• Material for the task:
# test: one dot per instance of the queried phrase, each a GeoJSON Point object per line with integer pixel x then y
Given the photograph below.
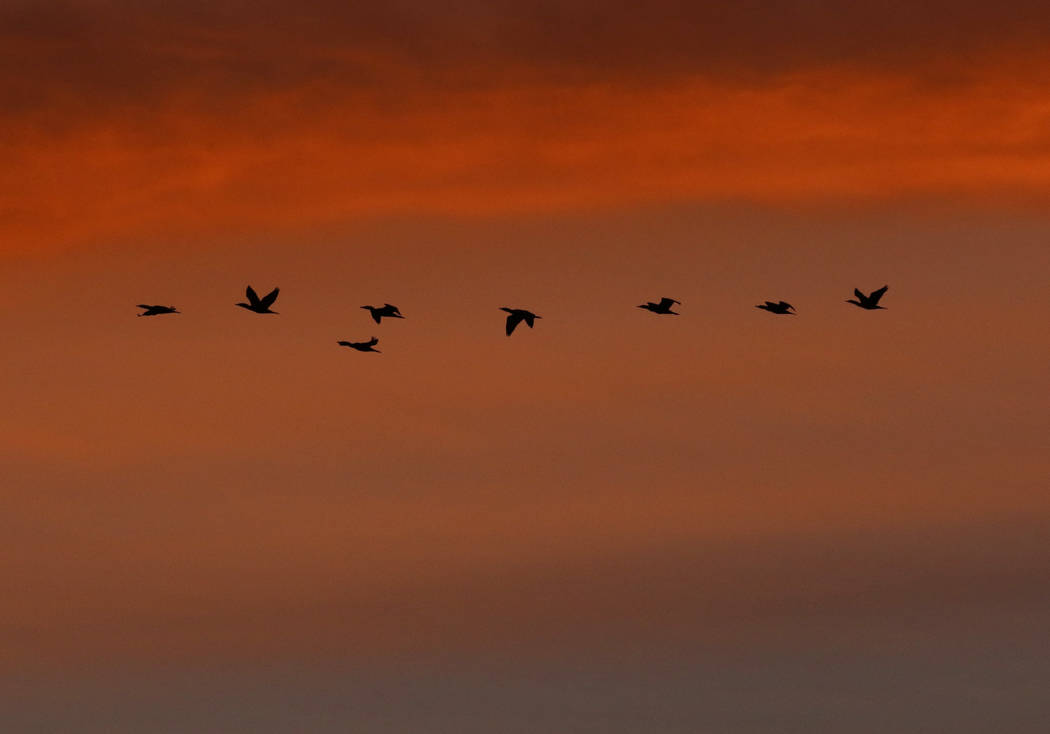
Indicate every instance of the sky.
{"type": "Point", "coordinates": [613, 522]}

==

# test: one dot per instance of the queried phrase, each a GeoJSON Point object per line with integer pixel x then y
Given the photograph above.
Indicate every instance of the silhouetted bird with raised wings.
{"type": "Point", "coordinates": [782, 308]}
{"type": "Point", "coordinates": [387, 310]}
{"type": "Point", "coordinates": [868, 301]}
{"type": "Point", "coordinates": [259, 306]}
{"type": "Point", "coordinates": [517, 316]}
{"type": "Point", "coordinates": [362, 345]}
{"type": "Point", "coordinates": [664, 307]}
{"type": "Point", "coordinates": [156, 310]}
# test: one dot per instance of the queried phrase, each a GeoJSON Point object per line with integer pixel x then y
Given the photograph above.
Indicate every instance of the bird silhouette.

• The exercise: Return every line of the listing above that contains the word "Point", copying each line in full.

• Response to this task:
# test: one dot per instance of the queried phrase, each a GeoJSON Point object per line with integer pixel x then y
{"type": "Point", "coordinates": [613, 522]}
# test: one dot per instance of the queried phrase, each a GeoJSON Point object per line with integer pixel x then y
{"type": "Point", "coordinates": [782, 308]}
{"type": "Point", "coordinates": [387, 310]}
{"type": "Point", "coordinates": [868, 301]}
{"type": "Point", "coordinates": [259, 306]}
{"type": "Point", "coordinates": [517, 316]}
{"type": "Point", "coordinates": [362, 345]}
{"type": "Point", "coordinates": [664, 307]}
{"type": "Point", "coordinates": [156, 310]}
# test: one dot per instance of the queried phrase, each a GeoJSON Point object per line with integer pixel x then y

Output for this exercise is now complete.